▶ [WHAT THE EXERCISE ASKS]: Write out the entries again. Match each one exactly.
[[ DATASET RECORDS open ]]
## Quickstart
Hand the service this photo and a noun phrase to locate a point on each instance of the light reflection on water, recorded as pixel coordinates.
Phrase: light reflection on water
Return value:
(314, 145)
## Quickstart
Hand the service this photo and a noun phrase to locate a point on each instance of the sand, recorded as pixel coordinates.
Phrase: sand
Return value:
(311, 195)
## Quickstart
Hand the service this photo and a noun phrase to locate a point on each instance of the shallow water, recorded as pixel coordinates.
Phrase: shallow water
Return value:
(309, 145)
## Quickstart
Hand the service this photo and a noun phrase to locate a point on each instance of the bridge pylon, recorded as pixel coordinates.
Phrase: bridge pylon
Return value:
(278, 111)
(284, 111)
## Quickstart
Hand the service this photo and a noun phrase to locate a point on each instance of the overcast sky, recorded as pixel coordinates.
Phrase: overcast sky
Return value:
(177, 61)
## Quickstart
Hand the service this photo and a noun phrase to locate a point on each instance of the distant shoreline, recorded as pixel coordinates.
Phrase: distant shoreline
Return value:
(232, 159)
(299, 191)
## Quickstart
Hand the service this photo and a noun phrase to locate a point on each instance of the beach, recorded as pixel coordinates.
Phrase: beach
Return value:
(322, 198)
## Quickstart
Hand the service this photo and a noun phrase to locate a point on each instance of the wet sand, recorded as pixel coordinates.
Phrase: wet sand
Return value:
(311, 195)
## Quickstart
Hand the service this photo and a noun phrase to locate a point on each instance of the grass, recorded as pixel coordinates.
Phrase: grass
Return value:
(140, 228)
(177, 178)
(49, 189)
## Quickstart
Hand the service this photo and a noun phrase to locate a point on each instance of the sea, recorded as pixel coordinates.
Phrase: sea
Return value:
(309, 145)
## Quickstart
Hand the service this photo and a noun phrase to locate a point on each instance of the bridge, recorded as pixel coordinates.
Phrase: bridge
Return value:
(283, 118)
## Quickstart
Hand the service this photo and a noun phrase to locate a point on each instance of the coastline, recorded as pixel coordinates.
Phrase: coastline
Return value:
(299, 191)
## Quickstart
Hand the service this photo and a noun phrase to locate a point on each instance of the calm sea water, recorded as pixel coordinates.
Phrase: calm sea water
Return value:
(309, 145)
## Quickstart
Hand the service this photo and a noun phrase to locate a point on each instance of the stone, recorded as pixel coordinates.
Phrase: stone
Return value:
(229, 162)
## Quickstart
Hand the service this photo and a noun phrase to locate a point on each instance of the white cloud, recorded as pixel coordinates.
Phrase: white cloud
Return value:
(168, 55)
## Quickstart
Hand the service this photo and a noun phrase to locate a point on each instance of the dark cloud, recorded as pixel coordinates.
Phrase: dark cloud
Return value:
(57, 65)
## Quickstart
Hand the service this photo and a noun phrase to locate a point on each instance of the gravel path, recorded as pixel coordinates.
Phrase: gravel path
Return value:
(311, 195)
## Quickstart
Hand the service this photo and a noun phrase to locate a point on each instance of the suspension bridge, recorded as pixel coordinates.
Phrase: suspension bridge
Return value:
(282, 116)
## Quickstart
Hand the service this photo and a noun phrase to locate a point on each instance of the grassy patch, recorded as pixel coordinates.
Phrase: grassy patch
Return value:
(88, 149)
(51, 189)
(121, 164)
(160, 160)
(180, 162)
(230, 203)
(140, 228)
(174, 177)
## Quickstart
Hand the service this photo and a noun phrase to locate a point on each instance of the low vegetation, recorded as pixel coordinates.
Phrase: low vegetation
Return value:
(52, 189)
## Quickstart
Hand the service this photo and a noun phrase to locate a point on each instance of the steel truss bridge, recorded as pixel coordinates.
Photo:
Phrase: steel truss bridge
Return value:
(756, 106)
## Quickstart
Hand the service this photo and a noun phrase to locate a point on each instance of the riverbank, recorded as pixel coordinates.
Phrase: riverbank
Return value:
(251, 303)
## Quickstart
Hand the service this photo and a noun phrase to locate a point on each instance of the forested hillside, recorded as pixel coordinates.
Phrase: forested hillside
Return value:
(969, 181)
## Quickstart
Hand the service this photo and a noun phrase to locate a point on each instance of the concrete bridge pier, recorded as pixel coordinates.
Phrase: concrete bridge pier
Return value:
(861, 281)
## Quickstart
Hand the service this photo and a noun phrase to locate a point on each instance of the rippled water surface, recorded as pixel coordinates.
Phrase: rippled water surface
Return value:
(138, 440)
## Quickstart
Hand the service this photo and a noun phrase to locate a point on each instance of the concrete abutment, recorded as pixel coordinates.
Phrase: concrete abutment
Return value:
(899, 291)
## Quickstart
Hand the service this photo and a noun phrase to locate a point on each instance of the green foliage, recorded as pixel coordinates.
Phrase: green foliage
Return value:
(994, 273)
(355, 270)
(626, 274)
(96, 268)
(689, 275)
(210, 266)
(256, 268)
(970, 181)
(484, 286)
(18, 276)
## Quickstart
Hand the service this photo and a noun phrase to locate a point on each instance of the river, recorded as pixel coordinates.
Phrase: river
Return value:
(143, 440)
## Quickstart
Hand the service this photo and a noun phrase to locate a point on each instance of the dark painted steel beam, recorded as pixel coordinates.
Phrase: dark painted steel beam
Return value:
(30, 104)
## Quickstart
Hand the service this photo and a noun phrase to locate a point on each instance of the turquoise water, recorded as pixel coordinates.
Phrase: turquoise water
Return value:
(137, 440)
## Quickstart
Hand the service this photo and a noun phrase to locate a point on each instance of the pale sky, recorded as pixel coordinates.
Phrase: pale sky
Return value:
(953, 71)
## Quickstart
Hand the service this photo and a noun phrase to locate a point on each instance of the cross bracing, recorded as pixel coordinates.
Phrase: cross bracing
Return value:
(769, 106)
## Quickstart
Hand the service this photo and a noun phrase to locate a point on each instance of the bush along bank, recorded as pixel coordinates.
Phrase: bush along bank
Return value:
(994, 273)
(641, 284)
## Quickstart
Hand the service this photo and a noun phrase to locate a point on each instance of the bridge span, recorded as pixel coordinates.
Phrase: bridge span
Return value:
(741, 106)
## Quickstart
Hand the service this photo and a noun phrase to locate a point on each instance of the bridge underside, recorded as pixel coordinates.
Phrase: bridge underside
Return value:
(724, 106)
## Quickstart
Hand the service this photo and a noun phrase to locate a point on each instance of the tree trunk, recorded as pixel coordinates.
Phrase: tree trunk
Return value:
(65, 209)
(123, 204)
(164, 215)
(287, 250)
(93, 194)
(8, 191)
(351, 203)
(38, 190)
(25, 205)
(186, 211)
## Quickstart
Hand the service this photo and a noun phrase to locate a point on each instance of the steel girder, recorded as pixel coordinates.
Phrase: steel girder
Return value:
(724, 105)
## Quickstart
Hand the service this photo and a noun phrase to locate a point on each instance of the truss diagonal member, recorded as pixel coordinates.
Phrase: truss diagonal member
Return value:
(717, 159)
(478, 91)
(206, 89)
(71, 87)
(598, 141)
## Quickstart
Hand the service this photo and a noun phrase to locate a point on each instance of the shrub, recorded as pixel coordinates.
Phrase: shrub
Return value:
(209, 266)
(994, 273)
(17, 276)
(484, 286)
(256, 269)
[[ DATASET RECORDS closed ]]
▶ [RESULT]:
## Quickstart
Hand the service this photo and a noun phrase to locate a point on each instance of the light reflection on water, recorded as pixel coordinates.
Phrase: light reflection on water
Return value:
(314, 145)
## Quickstart
Hand the service this photo and a noun phrase to locate a point on each instance of the sand, recorded as pixel coordinates.
Phrase: sand
Return value:
(311, 195)
## Quickstart
Hand the service this photo and a noun phrase to locate a point on each instance of the shallow water, recorded as pixel coordinates.
Phrase: shallow water
Return value:
(309, 145)
## Quickstart
Hand the service this photo and a noun phrase to locate a point on each instance of the bridge pylon, recorded as pixel coordinates.
Phrase: bridge pylon
Return value:
(278, 111)
(284, 111)
## Quickstart
Hand the service this photo and a noun phrase to locate a point on each instance of the overcast sky, recorded as pixel coordinates.
Phrase: overcast sky
Return value:
(177, 61)
## Quickstart
Hand the service this photo and a noun phrase to locate a point on each instance of the distant shoreline, recorded as pixel coordinates.
Phrase: distant shoreline
Return value:
(232, 159)
(299, 191)
## Quickstart
Hand the service this photo and a noun phrase to locate a point on each instance of the beach, recorded as pixel coordinates.
Phrase: beach
Return value:
(322, 198)
## Quickstart
Hand the service this photo and a noun phrase to locate a point on each instance of the wet sand, recorded as pixel coordinates.
Phrase: wet sand
Return value:
(311, 195)
## Quickstart
Hand the service this photo and a noun phrase to locate a point on each instance of the grass, recorded as pixel coordinates.
Phrase: grass
Return value:
(140, 228)
(177, 178)
(49, 189)
## Quickstart
Hand the service this photo and a noun phrase to locate a point on each instance of the sea, recorded as pixel coordinates.
Phrase: sea
Return value:
(309, 145)
## Quickstart
Hand the service this photo and a noun phrase to locate a point on each instance of the bridge, recorded as pixel coordinates.
Phrase: bridge
Return value:
(283, 118)
## Quickstart
Hand the service this photo and a noun phrase to locate a point on each instance of the coastline, recorded as pixel coordinates.
Phrase: coastline
Return value:
(299, 191)
## Quickstart
Hand the service this photo and a noun phrase to locate a point on each instance of the calm sea water, recorded as pixel coordinates.
Phrase: calm sea water
Return value:
(309, 145)
## Quickstart
Hand the service this photo and a noun phrase to locate a point on each instance of the stone, recorded as pixel coordinates.
Phrase: stone
Return value:
(229, 162)
## Quickstart
Hand the service this photo and a noun phrase to locate a point on each instance of the white cloud, recorded as pixel coordinates.
Phrase: white cloud
Return value:
(168, 55)
## Quickstart
Hand the service this photo and a noun phrase to locate a point on each instance of the dark cloud, recorded as pixel coordinates.
Phrase: dark cloud
Return value:
(57, 65)
## Quickstart
Hand the service this photo and a noun phrase to locate a point on each instance of the gravel path, recorded as pixel coordinates.
Phrase: gravel path
Return value:
(311, 195)
## Quickstart
Hand the service this photo and a noun phrase to locate a point on each instance of the suspension bridge, recorded as pixel coordinates.
Phrase: suspension bridge
Return value:
(282, 116)
## Quickstart
Hand the service this photo and a noun phrase to locate a point on each instance of the grassy patch, recorded as pixel coordinates.
Phrase: grassy patch
Return value:
(88, 149)
(51, 189)
(121, 164)
(160, 160)
(180, 162)
(230, 203)
(140, 228)
(174, 177)
## Quickstart
Hand the service this photo and a noun phrase to locate a point on each instance of the low vegetation, recorded as pixel coordinates.
Phrase: low vegetation
Return value:
(52, 189)
## Quickstart
Hand the service this photo and a noun phrase to locate a point on each instance of the steel truss bridge, recorded as pixel coordinates.
Photo:
Phrase: steel truss bridge
Return value:
(756, 106)
## Quickstart
Hand the service this photo and a noun phrase to locate a point on each instance of the riverbank, recorded as pixel coordinates.
Phrase: riverbank
Return value:
(251, 303)
## Quickstart
Hand the service this photo and a noun phrase to locate a point on each instance of the forested hillside, recorded as pixel coordinates.
Phrase: forested hillside
Return value:
(969, 181)
## Quickstart
Hand the service this photo and a noun phrase to locate a point on each instance of the concrete bridge pier, recorded as pixel coordinates.
Phrase: concrete bridge pier
Return value:
(861, 281)
## Quickstart
Hand the service this photo and a noun phrase to locate a point on each instance of the rippled water surface, recorded as pixel coordinates.
Phrase: rippled water surface
Return value:
(138, 440)
## Quickstart
Hand the service this photo and a noun phrase to locate a point on each instance of the concrete abutment, recorded as pixel coordinates.
Phrase: concrete abutment
Return value:
(899, 291)
## Quickstart
Hand the service this photo and a noun phrase to locate a point on each instance of the green foliage, recorded as pixel coordinates.
Phrase: green foliage
Return value:
(994, 273)
(355, 270)
(626, 274)
(96, 268)
(689, 275)
(210, 266)
(256, 268)
(970, 181)
(484, 286)
(18, 276)
## Quickstart
Hand the service this photo and a noun phrase to locate a point on each instance of the river, recorded as pixel coordinates.
Phrase: river
Return value:
(143, 440)
## Quickstart
Hand the service this photo and a noun phrase to locate a point on each instance of the dark painted steel beam, recorded as pixel coordinates.
Phrase: dark painted steel beam
Return value:
(30, 104)
## Quickstart
Hand the service this photo and a noun phrase to locate a point on each instance of the turquoise water, recorded as pixel coordinates.
Phrase: turquoise water
Return value:
(137, 440)
## Quickstart
Hand the service this photo and a noun phrase to locate a point on each instance of the pale sky, recorded as pixel coordinates.
Phrase: pale sky
Return value:
(953, 71)
## Quickstart
Hand the service this photo and a noun phrase to locate a point on each instance of the cross bracing, recorded as pixel coordinates.
Phrase: cross bracing
Return value:
(769, 106)
## Quickstart
Hand the service this photo and a noun phrase to locate a point on each instance of the bush along bank, recorded as pixel coordinates.
Phrase: bush along bank
Return value:
(994, 273)
(641, 284)
## Quickstart
Hand the service this photo and a noun phrase to locate a point on each instance of the bridge span, recorded as pixel coordinates.
Phrase: bridge span
Return value:
(741, 106)
## Quickstart
Hand the service this photo and a noun phrase to locate a point on each instance of the bridge underside, recorded as pixel coordinates.
Phrase: bridge underside
Return value:
(724, 106)
## Quickstart
Hand the service this photo and a noun phrase to locate a point on each instance of the tree trunk, recorded as pixel coordinates.
Phrase: tree trunk
Return value:
(65, 209)
(123, 204)
(164, 215)
(287, 250)
(93, 194)
(8, 191)
(351, 203)
(38, 190)
(25, 205)
(186, 211)
## Quickstart
Hand the service this photo and a noun phrase to locate a point on each instance of the steel girder, recorded as pixel coordinates.
Phrase: steel girder
Return value:
(724, 105)
## Quickstart
Hand the service this photo and a noun phrase to locate a point on each instance of the truss diagonal member, recorded as pixel coordinates.
Phrase: truss diagonal member
Return value:
(717, 159)
(478, 91)
(206, 89)
(71, 87)
(598, 141)
## Quickstart
Hand the service this photo and a noun phrase to locate a point on each instance of the shrub, recorded as pixel coordinates.
Phrase: shrub
Return value:
(209, 266)
(994, 273)
(17, 276)
(484, 286)
(256, 269)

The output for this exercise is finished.